**Exercise**
Your task is to return the line containing "One point goes on every instance of the white door" and each line after it through the end of the entries, exactly, with no other lines.

Data entries
>>

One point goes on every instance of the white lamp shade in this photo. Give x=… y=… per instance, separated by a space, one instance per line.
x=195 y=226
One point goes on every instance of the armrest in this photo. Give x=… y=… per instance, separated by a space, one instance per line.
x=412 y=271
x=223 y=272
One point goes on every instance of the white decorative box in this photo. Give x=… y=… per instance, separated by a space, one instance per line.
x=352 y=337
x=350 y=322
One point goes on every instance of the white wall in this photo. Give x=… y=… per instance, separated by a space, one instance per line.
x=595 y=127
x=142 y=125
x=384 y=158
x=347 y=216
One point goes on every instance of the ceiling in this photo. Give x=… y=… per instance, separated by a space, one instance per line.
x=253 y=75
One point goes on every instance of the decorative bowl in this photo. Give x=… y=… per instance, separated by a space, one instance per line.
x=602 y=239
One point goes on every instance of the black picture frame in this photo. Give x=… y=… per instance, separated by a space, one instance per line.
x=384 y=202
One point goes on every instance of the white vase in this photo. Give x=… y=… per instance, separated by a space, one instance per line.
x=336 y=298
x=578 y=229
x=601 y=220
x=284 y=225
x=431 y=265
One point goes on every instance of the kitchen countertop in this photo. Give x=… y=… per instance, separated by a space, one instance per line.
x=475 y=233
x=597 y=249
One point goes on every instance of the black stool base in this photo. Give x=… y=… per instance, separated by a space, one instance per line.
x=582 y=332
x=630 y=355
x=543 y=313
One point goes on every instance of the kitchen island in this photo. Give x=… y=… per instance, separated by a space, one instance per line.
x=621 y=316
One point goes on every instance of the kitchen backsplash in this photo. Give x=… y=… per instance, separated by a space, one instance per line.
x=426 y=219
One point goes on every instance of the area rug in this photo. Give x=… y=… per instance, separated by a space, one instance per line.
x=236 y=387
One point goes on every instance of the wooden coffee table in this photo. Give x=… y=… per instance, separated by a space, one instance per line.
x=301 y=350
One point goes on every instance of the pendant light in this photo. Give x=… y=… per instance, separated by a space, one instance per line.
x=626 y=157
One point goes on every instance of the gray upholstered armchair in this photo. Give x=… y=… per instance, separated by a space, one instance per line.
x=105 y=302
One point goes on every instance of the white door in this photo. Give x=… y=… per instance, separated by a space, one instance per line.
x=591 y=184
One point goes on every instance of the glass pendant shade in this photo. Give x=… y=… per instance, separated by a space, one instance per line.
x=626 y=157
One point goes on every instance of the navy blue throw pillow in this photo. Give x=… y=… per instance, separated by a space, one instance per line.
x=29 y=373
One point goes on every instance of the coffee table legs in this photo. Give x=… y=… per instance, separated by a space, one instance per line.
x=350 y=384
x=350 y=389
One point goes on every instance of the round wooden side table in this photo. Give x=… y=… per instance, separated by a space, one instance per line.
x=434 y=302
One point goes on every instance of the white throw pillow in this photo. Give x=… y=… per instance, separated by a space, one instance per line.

<<

**Answer below**
One point goes on every instance of the white door in this photo. Give x=… y=… per instance, separated by a space, one instance per line.
x=591 y=184
One point goes on every instance of the glass pendant shade in this photo. Give x=… y=… per instance, separated by a space, one instance per line.
x=626 y=157
One point goes on every instance of the navy blue throw pillow in this photo. Give x=… y=… per instance, separated by a space, one instance per line.
x=29 y=373
One point goes on every instance of the coffee table legs in this photo. Give x=… y=… per instance, separated by a space, one instance per line.
x=350 y=384
x=350 y=389
One point goes on every instance of the round wooden side table in this photo. Give x=… y=… per instance, separated by a space, one instance per line.
x=434 y=302
One point goes on every instance of the white throw pillow in this photo. Give x=… y=… per instance, separated by a space, one instance per line.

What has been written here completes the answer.